Meditações diante do bumbum de Juliana

ULTIMAMENTE SÓ HOUVE um assunto nesse bendito país: o bumbum de
Juliana Paes na Playboy .O bumbum era esperado como um messias redentor, aguardado
como a salvação do Brasil neste momento sem graça.
Políticos, bancários, eu, todos ansiávamos por esse bumbum como por um Maomé,
um profeta. O que poderia nos revelar esse bumbum ?
Corri para as bancas e comprei a Playboy sob o olhar debochado do jornaleiro que
me reconheceu e perguntou se eu não ia levar o The Economist também. "Claro, claro...",
respondi, vermelho. Chego em casa, rasgo a capa de plástico com as mãos trêmulas, abro
com uma sensação de pecado e esperança, e vejo Juliana Paes em seu esplendor. Folheio
a revista e caio numa perplexidade muda.

• **CONJUNTO DE DADOS**
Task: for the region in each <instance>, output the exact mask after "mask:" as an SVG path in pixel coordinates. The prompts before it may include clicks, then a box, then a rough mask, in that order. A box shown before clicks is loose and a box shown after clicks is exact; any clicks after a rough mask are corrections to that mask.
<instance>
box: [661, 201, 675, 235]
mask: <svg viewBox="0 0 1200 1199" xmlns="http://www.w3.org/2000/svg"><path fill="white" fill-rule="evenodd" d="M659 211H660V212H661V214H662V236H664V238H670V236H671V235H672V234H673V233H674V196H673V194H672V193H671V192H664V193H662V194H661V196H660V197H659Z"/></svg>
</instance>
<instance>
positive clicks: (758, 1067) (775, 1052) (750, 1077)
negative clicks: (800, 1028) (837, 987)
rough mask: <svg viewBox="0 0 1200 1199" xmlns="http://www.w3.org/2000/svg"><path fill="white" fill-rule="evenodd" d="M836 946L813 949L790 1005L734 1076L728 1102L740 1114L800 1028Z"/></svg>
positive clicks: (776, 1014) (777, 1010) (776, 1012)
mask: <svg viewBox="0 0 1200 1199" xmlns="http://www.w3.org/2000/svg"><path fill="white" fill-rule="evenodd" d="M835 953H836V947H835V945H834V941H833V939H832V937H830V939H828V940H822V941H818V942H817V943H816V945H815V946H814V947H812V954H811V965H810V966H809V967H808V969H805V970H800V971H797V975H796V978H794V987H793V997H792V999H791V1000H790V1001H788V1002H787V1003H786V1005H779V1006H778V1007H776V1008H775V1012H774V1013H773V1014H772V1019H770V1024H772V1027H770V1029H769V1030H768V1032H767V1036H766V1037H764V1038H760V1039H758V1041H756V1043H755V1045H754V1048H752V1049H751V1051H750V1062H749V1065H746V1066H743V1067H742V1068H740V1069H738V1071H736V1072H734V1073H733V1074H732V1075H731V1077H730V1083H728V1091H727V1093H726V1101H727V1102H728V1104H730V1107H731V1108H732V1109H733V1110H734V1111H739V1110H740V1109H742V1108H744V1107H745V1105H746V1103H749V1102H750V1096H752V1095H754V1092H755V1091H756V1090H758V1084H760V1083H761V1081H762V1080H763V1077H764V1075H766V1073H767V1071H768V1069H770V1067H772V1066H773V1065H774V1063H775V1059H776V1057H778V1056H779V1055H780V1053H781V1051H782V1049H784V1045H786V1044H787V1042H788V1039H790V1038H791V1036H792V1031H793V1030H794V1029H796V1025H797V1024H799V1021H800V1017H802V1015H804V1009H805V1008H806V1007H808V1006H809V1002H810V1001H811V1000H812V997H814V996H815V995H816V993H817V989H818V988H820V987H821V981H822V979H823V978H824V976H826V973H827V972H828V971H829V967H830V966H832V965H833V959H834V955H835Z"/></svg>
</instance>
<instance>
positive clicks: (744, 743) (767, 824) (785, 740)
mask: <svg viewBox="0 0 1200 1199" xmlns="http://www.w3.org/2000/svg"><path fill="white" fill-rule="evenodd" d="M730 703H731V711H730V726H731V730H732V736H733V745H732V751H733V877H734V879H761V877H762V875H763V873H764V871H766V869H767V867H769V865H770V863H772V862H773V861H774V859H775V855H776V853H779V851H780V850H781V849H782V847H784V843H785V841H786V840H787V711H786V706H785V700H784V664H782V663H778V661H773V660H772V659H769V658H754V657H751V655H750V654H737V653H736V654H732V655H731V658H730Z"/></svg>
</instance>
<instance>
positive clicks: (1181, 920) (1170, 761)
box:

--

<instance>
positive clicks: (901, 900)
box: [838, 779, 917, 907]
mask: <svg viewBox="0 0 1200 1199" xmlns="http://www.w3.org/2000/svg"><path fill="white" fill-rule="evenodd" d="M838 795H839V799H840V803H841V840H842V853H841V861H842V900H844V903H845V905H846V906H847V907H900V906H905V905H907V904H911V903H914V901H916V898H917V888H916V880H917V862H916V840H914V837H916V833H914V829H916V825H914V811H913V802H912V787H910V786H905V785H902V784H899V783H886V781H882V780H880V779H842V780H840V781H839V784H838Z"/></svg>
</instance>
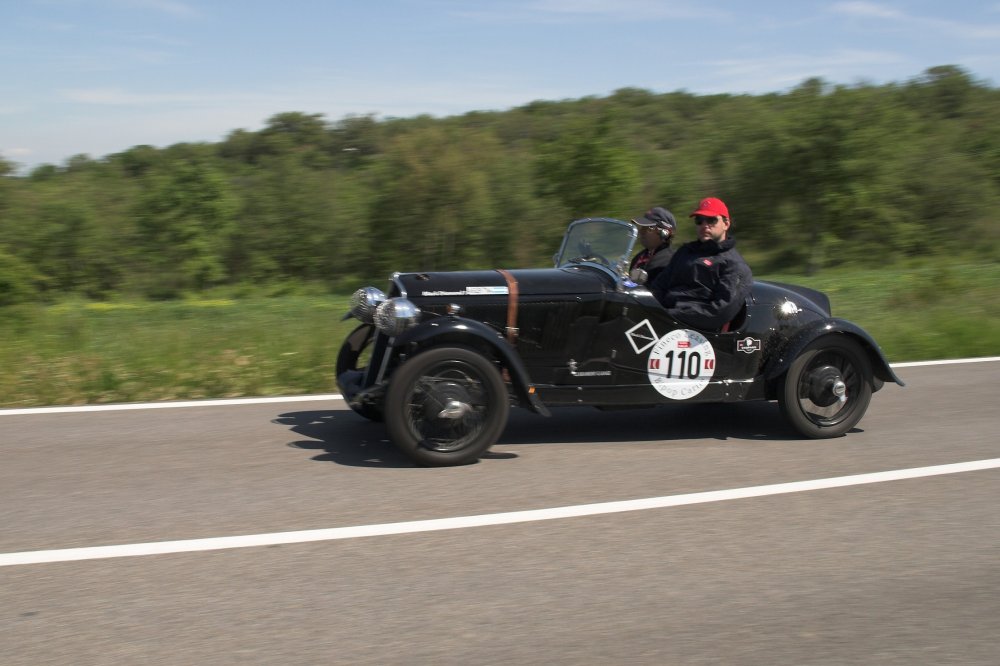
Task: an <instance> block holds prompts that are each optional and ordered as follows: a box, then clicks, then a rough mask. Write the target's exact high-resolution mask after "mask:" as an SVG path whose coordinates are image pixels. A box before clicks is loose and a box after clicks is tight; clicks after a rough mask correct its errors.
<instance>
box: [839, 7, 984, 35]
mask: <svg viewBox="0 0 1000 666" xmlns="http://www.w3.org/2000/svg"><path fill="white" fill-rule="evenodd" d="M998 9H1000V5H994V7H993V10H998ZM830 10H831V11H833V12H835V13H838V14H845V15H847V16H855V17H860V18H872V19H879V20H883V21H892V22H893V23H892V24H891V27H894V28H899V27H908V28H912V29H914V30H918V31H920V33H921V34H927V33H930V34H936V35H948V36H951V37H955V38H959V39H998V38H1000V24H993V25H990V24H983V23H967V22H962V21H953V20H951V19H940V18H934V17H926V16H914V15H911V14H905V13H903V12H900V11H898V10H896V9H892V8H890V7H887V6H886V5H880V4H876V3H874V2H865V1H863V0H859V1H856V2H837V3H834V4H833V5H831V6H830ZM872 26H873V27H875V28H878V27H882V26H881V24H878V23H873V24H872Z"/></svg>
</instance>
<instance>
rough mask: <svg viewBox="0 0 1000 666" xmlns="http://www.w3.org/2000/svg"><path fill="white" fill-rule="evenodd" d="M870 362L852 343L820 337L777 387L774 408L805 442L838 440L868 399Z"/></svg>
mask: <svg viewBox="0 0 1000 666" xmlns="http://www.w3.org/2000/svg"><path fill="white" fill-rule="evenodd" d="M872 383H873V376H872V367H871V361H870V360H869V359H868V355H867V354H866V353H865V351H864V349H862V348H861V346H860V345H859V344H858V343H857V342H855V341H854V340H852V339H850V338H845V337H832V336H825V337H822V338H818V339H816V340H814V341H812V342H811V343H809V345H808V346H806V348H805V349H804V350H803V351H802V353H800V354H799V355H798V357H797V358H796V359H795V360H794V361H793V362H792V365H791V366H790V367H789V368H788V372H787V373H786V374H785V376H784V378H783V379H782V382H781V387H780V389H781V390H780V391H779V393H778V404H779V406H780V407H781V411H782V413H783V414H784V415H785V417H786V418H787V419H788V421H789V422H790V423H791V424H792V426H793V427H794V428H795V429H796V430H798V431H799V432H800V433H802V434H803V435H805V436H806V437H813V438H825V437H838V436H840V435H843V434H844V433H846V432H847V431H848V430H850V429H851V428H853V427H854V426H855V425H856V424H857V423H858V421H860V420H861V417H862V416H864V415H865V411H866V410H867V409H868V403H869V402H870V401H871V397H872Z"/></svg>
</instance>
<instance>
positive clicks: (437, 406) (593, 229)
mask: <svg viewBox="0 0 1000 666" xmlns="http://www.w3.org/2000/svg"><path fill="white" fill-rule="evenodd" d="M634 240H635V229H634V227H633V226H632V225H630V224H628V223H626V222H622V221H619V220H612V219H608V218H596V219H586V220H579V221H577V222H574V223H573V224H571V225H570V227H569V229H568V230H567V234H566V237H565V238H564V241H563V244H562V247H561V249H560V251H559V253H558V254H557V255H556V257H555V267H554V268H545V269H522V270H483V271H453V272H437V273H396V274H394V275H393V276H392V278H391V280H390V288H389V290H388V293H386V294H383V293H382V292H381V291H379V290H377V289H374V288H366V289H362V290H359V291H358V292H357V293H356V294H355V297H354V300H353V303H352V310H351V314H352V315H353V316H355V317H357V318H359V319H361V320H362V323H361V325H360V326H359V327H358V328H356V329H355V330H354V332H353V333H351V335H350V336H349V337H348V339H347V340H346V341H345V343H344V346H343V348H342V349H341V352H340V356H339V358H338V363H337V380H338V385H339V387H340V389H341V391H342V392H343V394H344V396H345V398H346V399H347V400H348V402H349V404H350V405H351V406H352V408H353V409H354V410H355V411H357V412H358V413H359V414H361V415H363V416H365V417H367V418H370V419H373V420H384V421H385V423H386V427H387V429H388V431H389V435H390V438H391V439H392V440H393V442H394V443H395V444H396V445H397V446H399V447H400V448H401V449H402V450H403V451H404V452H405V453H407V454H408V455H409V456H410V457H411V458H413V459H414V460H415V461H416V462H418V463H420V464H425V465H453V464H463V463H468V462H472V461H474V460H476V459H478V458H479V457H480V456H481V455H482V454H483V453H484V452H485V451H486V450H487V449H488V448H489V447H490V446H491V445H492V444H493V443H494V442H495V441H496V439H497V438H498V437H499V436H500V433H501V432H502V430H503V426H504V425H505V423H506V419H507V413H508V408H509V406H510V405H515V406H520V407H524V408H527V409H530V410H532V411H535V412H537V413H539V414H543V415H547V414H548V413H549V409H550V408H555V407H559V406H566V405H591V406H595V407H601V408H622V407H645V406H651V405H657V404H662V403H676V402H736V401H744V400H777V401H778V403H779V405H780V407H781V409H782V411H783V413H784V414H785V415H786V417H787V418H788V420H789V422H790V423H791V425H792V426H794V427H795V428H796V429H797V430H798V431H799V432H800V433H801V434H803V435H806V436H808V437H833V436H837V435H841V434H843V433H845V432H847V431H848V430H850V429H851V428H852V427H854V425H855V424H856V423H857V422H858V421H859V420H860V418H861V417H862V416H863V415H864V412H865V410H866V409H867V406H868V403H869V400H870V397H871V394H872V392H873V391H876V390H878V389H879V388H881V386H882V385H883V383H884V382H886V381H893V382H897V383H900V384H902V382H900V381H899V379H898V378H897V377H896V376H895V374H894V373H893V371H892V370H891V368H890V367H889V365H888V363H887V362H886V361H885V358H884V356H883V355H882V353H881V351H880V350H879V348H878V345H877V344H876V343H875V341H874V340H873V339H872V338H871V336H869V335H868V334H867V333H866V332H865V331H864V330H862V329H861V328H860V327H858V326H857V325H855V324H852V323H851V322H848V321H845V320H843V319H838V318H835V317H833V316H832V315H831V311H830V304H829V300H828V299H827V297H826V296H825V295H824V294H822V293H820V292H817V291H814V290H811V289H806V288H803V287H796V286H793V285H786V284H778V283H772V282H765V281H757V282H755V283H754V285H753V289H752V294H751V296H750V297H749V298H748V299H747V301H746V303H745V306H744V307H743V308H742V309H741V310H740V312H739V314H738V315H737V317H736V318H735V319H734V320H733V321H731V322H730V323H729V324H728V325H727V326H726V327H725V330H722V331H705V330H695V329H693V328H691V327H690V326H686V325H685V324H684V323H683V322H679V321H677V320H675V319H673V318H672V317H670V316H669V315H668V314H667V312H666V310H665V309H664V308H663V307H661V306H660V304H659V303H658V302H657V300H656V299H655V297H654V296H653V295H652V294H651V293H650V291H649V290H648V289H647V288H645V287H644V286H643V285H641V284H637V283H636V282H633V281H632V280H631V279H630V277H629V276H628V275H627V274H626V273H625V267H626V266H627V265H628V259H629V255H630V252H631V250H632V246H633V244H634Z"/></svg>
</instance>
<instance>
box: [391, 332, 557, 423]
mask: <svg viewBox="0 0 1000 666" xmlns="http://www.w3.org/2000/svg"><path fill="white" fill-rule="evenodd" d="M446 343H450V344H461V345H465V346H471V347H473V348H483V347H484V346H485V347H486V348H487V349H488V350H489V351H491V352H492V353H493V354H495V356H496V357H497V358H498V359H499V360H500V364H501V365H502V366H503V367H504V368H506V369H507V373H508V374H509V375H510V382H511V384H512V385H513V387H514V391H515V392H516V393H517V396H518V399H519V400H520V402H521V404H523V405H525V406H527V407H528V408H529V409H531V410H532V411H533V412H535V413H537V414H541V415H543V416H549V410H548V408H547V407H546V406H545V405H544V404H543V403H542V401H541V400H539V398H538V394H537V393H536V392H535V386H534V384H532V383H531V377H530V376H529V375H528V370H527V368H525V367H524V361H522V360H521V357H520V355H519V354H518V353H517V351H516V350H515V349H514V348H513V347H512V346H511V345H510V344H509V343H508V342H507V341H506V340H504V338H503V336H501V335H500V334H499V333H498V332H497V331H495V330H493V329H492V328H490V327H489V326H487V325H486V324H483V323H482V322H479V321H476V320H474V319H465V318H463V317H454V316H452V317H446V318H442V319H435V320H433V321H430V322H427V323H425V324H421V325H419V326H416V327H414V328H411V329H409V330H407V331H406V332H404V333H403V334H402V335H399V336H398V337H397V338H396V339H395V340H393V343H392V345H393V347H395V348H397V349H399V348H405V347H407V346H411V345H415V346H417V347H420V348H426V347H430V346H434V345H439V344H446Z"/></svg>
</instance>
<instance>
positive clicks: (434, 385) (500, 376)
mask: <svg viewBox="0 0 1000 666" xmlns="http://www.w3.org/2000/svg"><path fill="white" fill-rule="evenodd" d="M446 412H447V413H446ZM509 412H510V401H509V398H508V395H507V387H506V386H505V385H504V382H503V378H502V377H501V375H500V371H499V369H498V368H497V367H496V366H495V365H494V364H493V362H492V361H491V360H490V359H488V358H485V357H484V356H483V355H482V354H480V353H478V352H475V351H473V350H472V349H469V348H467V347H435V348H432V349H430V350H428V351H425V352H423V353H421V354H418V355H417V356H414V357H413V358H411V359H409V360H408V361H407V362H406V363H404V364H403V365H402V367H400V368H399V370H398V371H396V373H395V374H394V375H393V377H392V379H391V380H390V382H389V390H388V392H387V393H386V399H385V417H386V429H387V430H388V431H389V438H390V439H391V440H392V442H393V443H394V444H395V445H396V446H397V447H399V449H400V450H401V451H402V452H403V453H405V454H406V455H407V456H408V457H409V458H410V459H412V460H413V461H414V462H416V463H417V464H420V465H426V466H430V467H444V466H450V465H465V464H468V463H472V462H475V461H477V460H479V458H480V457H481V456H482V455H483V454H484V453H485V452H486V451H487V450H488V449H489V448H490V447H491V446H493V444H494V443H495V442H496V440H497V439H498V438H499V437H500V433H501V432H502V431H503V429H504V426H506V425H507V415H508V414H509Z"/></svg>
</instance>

---

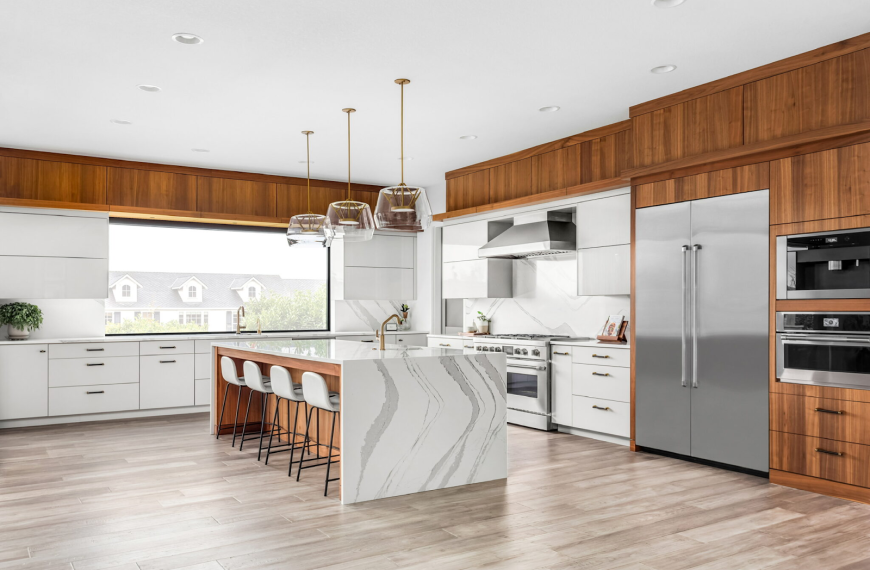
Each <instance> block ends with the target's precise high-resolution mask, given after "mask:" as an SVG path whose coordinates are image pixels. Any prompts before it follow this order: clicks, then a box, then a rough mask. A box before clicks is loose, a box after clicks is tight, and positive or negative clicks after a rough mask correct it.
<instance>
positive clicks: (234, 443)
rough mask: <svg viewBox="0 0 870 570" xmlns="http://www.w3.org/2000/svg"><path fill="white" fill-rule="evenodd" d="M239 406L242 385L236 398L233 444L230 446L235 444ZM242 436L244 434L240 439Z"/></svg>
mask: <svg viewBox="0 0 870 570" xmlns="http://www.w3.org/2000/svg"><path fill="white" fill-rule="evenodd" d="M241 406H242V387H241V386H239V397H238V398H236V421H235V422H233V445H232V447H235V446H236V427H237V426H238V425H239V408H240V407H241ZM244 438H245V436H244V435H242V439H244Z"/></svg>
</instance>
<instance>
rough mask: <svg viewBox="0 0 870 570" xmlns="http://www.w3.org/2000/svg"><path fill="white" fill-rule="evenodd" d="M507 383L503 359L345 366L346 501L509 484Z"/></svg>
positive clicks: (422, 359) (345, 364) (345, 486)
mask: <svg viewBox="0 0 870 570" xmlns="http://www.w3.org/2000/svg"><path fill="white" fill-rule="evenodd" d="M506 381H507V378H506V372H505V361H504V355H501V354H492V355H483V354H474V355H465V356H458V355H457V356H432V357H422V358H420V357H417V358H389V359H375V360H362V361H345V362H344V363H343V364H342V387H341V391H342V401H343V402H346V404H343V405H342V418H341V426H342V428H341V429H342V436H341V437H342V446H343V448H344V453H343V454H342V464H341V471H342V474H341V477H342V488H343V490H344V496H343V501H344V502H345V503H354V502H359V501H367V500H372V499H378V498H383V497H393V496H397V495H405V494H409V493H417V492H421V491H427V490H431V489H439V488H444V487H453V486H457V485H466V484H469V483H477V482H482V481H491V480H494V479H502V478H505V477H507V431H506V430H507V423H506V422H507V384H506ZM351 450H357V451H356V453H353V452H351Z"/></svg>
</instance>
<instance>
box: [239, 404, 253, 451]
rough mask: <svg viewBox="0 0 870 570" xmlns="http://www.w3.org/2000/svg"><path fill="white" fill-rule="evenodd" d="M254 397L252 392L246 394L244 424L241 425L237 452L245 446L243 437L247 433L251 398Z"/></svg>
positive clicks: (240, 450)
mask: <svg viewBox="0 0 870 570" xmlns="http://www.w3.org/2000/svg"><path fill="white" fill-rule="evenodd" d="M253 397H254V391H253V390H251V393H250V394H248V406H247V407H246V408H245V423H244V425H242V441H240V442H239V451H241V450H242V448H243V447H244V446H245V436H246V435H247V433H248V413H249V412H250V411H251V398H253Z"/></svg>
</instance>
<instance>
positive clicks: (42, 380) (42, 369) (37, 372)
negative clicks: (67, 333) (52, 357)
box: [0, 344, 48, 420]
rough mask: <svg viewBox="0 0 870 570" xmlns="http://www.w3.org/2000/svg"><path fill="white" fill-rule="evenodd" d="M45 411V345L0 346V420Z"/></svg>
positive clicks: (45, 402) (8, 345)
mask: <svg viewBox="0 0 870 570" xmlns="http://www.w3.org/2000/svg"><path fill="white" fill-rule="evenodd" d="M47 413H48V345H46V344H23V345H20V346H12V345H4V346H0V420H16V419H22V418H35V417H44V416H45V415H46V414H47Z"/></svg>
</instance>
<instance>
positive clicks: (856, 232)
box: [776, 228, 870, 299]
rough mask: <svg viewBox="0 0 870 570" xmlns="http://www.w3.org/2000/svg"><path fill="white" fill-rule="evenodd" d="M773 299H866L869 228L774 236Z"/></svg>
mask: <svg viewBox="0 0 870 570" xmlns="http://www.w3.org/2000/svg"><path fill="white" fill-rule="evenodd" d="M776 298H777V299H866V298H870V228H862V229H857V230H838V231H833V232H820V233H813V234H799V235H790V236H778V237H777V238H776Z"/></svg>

• **TAREFA**
Devolva na íntegra, sem nenhuma alteração, o texto acima sobre o bumbum de Juliana Paes.

• **RESPOSTA**
Meditações diante do bumbum de Juliana

ULTIMAMENTE SÓ HOUVE um assunto nesse bendito país: o bumbum de
Juliana Paes na Playboy .O bumbum era esperado como um messias redentor, aguardado
como a salvação do Brasil neste momento sem graça.
Políticos, bancários, eu, todos ansiávamos por esse bumbum como por um Maomé,
um profeta. O que poderia nos revelar esse bumbum ?
Corri para as bancas e comprei a Playboy sob o olhar debochado do jornaleiro que
me reconheceu e perguntou se eu não ia levar o The Economist também. "Claro, claro...",
respondi, vermelho. Chego em casa, rasgo a capa de plástico com as mãos trêmulas, abro
com uma sensação de pecado e esperança, e vejo Juliana Paes em seu esplendor. Folheio
a revista e caio numa perplexidade muda.